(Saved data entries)
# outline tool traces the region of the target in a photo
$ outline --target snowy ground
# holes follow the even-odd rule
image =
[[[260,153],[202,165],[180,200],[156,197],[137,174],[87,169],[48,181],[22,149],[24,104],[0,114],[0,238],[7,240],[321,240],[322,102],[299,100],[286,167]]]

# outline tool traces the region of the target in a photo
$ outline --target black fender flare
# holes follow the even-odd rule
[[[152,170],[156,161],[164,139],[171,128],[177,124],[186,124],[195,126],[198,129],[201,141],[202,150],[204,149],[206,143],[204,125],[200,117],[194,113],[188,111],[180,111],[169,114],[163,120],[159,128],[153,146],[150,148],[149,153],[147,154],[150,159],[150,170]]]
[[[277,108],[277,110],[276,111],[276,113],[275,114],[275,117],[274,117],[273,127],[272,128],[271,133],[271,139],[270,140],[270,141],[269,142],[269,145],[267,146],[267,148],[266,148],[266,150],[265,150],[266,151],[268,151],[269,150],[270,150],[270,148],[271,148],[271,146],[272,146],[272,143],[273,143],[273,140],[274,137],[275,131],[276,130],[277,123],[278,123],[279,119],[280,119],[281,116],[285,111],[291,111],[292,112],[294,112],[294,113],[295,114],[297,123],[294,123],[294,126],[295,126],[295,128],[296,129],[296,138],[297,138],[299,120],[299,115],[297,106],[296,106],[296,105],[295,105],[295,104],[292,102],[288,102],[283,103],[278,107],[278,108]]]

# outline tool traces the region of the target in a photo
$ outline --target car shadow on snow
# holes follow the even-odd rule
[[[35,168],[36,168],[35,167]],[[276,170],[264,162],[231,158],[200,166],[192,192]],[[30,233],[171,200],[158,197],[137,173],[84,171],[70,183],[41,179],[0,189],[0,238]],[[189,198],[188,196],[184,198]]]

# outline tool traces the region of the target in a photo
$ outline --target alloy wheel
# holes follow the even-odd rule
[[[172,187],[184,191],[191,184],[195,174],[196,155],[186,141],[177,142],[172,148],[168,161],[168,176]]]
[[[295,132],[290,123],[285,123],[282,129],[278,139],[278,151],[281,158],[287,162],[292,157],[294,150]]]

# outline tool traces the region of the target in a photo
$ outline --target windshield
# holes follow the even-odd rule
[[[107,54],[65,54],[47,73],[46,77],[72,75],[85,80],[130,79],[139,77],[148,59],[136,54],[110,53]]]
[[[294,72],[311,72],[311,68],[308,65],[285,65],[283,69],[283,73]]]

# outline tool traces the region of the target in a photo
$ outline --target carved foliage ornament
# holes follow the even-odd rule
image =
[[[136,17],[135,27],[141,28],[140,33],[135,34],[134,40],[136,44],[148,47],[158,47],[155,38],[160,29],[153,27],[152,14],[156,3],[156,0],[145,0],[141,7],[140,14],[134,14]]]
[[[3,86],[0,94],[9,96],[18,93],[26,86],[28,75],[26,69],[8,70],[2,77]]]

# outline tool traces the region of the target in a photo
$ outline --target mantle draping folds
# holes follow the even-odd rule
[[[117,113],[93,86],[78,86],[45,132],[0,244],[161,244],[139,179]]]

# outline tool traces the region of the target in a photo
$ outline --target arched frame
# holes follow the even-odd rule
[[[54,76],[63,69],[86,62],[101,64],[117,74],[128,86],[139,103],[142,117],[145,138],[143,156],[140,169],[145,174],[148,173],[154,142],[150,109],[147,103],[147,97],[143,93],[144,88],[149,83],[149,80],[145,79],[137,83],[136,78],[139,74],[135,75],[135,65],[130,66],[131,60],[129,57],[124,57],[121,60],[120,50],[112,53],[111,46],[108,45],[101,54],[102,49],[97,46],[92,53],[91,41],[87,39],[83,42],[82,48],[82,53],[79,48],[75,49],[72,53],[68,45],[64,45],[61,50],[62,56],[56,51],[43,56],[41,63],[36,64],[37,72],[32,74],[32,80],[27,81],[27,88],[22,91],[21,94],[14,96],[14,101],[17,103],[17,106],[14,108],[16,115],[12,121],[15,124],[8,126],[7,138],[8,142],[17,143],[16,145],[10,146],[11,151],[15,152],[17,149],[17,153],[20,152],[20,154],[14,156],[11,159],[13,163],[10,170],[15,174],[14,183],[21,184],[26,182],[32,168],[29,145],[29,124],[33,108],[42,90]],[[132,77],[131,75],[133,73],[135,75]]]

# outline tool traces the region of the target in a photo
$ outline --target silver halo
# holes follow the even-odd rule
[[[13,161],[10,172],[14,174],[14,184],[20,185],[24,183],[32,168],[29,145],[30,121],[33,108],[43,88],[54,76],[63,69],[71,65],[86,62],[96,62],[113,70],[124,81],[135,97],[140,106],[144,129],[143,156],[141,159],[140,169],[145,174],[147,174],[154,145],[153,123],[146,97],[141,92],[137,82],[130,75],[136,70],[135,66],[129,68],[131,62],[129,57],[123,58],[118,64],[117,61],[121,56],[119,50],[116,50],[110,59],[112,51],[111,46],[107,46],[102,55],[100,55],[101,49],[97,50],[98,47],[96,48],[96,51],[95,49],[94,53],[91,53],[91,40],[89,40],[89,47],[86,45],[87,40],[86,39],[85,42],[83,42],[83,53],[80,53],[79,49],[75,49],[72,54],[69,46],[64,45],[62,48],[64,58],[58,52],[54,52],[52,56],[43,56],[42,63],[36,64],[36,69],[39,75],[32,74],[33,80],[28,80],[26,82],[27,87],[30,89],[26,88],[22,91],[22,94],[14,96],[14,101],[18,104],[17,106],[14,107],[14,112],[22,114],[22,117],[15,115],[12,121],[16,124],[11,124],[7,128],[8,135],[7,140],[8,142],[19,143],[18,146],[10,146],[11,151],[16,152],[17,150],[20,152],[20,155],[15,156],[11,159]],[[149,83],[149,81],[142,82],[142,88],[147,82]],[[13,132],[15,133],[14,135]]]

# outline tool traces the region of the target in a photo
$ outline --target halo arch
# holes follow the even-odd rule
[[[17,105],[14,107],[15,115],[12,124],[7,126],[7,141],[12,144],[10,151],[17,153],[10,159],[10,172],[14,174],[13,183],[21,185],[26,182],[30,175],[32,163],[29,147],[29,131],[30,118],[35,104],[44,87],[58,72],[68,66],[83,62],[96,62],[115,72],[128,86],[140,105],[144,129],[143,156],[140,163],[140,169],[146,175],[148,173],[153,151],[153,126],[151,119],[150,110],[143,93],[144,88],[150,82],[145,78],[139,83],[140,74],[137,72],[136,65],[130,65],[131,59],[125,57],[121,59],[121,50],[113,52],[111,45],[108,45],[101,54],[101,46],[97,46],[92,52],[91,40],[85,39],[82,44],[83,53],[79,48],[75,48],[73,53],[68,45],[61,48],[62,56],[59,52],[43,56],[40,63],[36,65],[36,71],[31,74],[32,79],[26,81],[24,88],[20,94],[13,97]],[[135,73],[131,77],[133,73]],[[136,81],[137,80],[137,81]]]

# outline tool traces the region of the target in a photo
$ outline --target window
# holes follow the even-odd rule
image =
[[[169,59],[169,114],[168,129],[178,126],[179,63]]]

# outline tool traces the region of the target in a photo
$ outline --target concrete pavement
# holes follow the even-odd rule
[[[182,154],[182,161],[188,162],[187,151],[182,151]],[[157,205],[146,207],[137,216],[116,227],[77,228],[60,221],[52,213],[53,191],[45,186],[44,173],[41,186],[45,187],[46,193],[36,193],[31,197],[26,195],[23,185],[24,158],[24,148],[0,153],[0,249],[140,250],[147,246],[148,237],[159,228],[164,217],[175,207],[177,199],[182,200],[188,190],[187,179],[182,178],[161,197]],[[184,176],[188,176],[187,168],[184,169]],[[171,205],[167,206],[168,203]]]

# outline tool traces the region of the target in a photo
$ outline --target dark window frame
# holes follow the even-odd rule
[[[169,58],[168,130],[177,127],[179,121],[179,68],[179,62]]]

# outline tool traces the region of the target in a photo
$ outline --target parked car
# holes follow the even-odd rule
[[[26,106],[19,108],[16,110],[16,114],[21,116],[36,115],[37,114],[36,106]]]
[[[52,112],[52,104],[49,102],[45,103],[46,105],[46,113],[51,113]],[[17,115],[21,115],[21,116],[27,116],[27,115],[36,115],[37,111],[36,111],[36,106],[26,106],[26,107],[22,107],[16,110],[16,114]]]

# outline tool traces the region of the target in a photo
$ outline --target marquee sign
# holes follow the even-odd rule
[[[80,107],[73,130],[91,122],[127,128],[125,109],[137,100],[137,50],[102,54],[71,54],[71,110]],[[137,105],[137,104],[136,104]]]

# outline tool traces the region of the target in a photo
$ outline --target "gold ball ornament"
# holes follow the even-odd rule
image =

● INSTRUCTIONS TO FOLLOW:
Which lines in the material above contain the string "halo"? Pick out each one and copy it.

● FINAL ANSWER:
$ outline --target silver halo
$ outline --target halo arch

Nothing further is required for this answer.